Prompt 1. Count the lines in the records that contain the string "left", and give only that number.

+++++

RE: [patch v2 15/30] x86/cpu: Detect real BSP on crash kernels

From: Michael Kelley
Date: Wed Jan 31 2024 - 12:59:23 EST


From: Thomas Gleixner <tglx@xxxxxxxxxxxxx> Sent: Tuesday, January 23, 2024 5:11 AM
>
> When a kdump kernel is started from a crashing CPU then there is no
> guarantee that this CPU is the real boot CPU (BSP). If the kdump kernel
> tries to online the BSP then the INIT sequence will reset the machine.
>
> There is a command line option to prevent this, but in case of nested kdump
> kernels this is wrong.
>
> But that command line option is not required at all because the real
> BSP is enumerated as the first CPU by firmware. Support for the only
> known system which was different (Voyager) got removed long ago.
>
> Detect whether the boot CPU APIC ID is the first APIC ID enumerated by
> the firmware. If the first APIC ID enumerated is not matching the boot
> CPU APIC ID then skip registering it.
>
> Signed-off-by: Thomas Gleixner <tglx@xxxxxxxxxxxxx>
> ---
> V2: Check for the first enumerated APIC ID (Rui)
> ---

[snip]

> /**
> + * topology_register_apic - Register an APIC in early topology maps
> + * @apic_id: The APIC ID to set up
> + * @acpi_id: The ACPI ID associated to the APIC
> + * @present: True if the corresponding CPU is present
> + */
> +void __init topology_register_apic(u32 apic_id, u32 acpi_id, bool present)

+++++

Prompt 2. From the kernel patch message above, copy the passage from "RE: [patch v2" up to and including "reset the machine.".

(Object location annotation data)
+++++

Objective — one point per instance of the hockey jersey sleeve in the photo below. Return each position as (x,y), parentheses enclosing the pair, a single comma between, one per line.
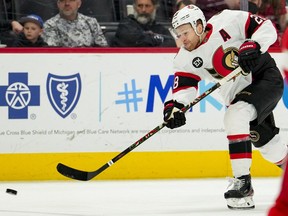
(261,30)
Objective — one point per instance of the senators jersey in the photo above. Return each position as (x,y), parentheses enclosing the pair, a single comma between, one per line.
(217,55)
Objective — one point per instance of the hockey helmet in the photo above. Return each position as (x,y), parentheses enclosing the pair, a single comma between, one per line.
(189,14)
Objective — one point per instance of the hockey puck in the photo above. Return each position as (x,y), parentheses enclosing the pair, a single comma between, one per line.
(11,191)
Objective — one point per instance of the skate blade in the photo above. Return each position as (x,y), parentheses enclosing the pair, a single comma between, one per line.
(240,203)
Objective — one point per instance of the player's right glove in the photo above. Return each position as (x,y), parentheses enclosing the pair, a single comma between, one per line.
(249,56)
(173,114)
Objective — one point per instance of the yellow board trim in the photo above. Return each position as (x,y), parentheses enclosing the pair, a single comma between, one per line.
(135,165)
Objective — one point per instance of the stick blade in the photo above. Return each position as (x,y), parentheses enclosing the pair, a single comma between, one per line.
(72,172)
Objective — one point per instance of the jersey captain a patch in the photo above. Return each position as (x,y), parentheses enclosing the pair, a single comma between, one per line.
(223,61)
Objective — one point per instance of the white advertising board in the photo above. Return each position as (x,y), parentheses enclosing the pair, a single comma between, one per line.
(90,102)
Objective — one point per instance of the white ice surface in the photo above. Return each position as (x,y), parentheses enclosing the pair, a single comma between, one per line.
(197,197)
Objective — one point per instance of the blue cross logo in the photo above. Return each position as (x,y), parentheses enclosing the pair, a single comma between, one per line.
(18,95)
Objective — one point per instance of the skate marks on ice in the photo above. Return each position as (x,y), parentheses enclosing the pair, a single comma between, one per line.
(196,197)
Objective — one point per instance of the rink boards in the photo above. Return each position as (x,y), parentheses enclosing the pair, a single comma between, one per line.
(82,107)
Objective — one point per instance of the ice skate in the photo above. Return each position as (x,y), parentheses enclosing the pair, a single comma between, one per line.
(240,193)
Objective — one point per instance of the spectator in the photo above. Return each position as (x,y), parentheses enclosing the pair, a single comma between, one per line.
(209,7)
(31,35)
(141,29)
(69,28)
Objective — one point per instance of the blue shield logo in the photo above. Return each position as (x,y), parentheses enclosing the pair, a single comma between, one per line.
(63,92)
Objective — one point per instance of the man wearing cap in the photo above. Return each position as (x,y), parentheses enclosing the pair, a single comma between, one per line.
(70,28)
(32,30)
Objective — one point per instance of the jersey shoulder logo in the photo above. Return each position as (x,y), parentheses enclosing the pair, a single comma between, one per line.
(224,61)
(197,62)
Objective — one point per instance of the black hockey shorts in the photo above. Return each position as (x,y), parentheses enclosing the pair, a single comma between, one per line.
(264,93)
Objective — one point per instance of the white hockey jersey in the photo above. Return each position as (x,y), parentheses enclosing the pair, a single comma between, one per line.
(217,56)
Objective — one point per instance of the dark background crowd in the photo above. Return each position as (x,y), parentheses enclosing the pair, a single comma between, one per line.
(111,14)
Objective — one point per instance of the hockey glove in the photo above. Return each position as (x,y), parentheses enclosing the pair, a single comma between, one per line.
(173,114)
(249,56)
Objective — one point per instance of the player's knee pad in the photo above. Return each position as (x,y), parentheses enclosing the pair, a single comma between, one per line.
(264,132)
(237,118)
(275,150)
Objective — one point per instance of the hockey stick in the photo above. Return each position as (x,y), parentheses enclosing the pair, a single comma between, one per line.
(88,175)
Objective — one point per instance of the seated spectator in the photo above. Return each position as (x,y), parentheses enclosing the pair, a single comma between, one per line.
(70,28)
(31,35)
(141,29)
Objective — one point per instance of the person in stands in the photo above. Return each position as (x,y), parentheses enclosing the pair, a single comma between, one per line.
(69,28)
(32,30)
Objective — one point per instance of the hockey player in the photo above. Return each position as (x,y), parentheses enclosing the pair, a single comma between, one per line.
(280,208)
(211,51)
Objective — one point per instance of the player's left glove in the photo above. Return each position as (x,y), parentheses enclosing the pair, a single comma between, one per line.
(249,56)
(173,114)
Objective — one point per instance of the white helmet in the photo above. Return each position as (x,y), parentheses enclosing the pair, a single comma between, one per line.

+++++

Right answer 1. 1

Right answer 2.
RE: [patch v2 15/30] x86/cpu: Detect real BSP on crash kernels

From: Michael Kelley
Date: Wed Jan 31 2024 - 12:59:23 EST


From: Thomas Gleixner <tglx@xxxxxxxxxxxxx> Sent: Tuesday, January 23, 2024 5:11 AM
>
> When a kdump kernel is started from a crashing CPU then there is no
> guarantee that this CPU is the real boot CPU (BSP). If the kdump kernel
> tries to online the BSP then the INIT sequence will reset the machine.